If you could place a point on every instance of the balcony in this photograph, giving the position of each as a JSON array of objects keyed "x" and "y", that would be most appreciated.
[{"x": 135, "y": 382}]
* * *
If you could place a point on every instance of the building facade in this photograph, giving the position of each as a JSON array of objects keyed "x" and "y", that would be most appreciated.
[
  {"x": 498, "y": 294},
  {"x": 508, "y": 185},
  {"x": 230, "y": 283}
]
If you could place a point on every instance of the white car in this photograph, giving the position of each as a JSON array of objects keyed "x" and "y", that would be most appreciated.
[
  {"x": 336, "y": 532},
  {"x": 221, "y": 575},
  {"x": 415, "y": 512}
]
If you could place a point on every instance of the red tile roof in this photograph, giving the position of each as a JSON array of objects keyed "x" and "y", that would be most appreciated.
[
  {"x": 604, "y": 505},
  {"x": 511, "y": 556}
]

## Work to complete:
List every line of the rows above that contains the string "facade". Case counts.

## Solution for this problem:
If you could place a point on every instance of the building facade in this photograph, giving the position of each as a JSON array of objects keyed "x" and "y", that would be most appreciated.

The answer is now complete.